> _ТЕКСТ_
● ● ● ● ●
Лето 1915 года я жил на Влахернской платформе. Жил один. Отец был с театром в Петрограде, потом, после короткого заезда в Москву, в Кисловодске. Мать с мая до августа была на фронте. С осени 1914 года она училась на курсах сестер милосердия, кончила их, практиковала в Ново-Екатерининской больнице и в лазарете, который помещался в части здания Первой студии Художественного театра, поступила в Никольскую общину и в мае уехала с санитарным отрядом Союза городов в Галицию. Она писала мне оттуда интереснейшие письма, в которых для конспирации наша армия называлась «Сергей Николаевич». «Сергей Николаевич чувствует себя неплохо, его посылают в горы» — означало хорошие дела и наступление в Карпатах; «Сергей Николаевич стал часто прихварывать, не пришлось бы ему вернуться домой» — я должен был понять, что положение армии плохое и намечается отступление из пределов Австрии, и т. д. Письма все доходили без единой черной полосы военной цензуры, и я был осведомлен лучше, чем другие, читавшие только газеты. Я был очень горд и доволен тем, что у меня мать на фронте, что она получила Георгиевскую медаль за то, что работала под огнем, и, пожалуй, еще больше тем, что жил один.
● ● ● ● ●
> _НАБОР ДАННЫХ_
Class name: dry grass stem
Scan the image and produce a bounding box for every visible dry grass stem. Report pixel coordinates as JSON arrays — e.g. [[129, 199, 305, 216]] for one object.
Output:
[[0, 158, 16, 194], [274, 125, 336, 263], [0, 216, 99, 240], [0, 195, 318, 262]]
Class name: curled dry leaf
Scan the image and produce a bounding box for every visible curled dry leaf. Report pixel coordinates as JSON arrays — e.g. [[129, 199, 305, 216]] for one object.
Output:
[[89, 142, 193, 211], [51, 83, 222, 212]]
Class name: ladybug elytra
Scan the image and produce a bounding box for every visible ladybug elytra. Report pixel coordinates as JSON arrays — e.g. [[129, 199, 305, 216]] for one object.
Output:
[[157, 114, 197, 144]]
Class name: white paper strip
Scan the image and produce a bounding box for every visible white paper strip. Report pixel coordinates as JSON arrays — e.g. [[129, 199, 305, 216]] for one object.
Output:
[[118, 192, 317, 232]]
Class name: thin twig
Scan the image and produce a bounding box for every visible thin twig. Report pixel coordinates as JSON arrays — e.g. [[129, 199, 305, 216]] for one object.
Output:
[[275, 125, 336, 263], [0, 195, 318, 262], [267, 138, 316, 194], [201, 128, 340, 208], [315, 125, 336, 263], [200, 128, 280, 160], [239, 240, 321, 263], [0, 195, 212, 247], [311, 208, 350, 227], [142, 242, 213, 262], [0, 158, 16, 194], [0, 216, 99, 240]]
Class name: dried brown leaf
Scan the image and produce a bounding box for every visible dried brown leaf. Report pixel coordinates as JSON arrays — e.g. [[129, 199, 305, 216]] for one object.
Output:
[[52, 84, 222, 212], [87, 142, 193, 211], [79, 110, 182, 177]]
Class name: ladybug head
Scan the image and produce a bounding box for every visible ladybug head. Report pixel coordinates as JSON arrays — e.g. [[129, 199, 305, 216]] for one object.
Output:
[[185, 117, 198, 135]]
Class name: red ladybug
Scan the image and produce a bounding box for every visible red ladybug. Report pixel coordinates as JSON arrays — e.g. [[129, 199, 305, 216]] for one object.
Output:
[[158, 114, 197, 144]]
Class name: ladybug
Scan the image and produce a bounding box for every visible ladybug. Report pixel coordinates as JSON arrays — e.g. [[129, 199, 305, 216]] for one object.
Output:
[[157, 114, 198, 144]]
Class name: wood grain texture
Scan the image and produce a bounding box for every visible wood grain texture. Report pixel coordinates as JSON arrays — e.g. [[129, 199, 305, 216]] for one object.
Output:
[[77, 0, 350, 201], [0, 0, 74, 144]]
● ● ● ● ●
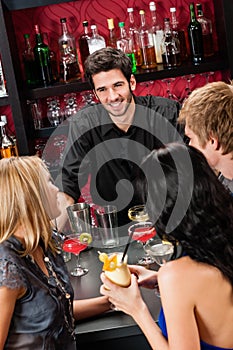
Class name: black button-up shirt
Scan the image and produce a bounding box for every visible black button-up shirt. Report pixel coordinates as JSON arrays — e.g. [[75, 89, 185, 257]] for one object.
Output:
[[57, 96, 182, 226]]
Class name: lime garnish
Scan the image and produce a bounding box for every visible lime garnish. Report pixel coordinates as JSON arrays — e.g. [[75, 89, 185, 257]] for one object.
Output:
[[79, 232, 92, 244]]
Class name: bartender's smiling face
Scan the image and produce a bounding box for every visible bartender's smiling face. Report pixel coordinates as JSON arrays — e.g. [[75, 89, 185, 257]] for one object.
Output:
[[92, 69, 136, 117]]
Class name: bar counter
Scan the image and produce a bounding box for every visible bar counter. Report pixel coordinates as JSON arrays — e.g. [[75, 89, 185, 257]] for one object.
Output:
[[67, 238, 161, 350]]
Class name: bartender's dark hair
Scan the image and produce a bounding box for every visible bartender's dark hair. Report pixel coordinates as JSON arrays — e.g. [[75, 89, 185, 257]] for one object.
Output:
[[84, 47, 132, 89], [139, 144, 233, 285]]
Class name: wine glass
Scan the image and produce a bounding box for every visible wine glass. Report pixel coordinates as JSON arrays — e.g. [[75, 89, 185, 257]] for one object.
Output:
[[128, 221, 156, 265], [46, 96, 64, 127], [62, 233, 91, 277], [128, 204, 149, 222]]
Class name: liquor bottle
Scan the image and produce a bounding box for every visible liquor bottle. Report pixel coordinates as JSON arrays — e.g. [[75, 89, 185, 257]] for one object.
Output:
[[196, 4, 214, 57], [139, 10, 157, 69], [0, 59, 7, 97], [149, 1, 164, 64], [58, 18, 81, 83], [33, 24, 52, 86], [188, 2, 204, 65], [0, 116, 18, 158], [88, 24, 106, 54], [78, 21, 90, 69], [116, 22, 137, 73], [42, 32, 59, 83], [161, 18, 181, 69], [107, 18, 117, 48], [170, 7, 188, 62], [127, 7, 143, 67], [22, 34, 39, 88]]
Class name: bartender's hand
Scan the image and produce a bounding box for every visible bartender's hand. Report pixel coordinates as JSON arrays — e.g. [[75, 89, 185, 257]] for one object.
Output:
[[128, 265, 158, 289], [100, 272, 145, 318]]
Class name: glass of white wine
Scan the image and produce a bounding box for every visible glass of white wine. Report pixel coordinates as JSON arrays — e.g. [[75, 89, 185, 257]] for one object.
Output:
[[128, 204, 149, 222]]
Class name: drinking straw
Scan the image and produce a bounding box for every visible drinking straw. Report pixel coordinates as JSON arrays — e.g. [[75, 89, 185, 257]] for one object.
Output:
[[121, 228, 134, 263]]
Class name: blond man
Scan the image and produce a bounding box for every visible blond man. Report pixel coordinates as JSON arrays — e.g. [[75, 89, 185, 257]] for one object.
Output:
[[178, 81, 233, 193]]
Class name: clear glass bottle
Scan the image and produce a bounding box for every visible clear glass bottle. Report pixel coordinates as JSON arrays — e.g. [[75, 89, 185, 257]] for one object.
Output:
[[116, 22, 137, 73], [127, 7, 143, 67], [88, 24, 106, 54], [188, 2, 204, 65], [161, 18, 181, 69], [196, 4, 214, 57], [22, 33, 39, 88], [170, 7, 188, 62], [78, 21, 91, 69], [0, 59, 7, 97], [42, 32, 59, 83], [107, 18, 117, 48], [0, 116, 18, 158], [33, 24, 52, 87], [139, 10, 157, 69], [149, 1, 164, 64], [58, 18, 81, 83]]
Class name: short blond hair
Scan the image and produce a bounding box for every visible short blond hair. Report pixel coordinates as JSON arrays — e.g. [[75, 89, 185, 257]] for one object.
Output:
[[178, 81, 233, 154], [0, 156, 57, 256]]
● ● ● ● ●
> _ЗАДАНИЕ 1_
Умножьте на 0,8 все координаты рамок в ответах листинга, начиная со строки с «Class name: white paper strip» и до строки с «[[157, 114, 198, 144]]» включительно, и округлите их до целых, половины вверх. Выведите все эти строки заново, запросы оставьте без изменений.
> _ЗАДАНИЕ 2_
Продолжите текст о лете 1915 года на Влахернской платформе после его последнего предложения.
Текст и листинг никак не связаны между собой.

> _ОТВЕТ 1_
Class name: white paper strip
Scan the image and produce a bounding box for every visible white paper strip. Report pixel coordinates as JSON arrays — e.g. [[129, 199, 305, 216]] for one object.
Output:
[[94, 154, 254, 186]]
Class name: thin twig
Scan the image and produce a bounding box for every visible thin twig. Report pixel coordinates as JSON arrays — e.g. [[129, 199, 305, 216]] for one object.
Output:
[[220, 100, 269, 210], [0, 156, 254, 210], [214, 110, 253, 155], [161, 102, 272, 166], [252, 100, 269, 210], [160, 102, 224, 128], [191, 192, 257, 210], [0, 156, 170, 198], [249, 166, 280, 182], [114, 194, 170, 210], [0, 126, 13, 155], [0, 173, 79, 192]]
Class name: dried brown leaf
Scan the image and produce a bounding box for every visible dried brown leaf. Report pixel coordinates as JSON arrays — e.g. [[129, 199, 305, 216]] for one object.
Output:
[[42, 67, 178, 170], [70, 114, 154, 169], [63, 88, 146, 142]]
Class name: ladybug head
Scan the image and produce a bounding box for every visible ladybug head. Report pixel coordinates as JSON arrays — e.g. [[129, 199, 305, 216]] for one object.
Output:
[[148, 94, 158, 108]]
Class name: red ladybug
Scan the image and produce a bounding box for every visible red ladybug. Report pixel coordinates as JSON arrays — e.g. [[129, 199, 305, 216]] for one object.
Output:
[[126, 91, 158, 115]]
Class name: ladybug
Scan the image and produce a bounding box for every visible ladybug. Report pixel coordinates as JSON arrays — e.g. [[129, 199, 305, 216]] for one object.
Output:
[[126, 91, 158, 115]]

> _ОТВЕТ 2_
Мне сняли комнату с полным пансионом у барсовских друзей Гроссманов. Там же неподалеку снимали дачу Эфросы. Но я очень мало бывал в то лето и у Барсовых и у Эфросов, так как был полностью поглощен, увлечен, очарован семейством Гроссманов. Это была настоящая московская интеллигентская семья, состоявшая из редко бывавшего на даче отца семейства — владельца (в прошлом — мастера) небольшой фитильной фабрики (около сорока рабочих и служащих), прибалтийского немца, но квасного русского патриота Густава Францевича, его жены, в высшей степени интеллигентной, умной и интересной женщины, сына-студента, филолога и пианиста, дочери-курсистки и младшей десятилетней дочери-гимназистки.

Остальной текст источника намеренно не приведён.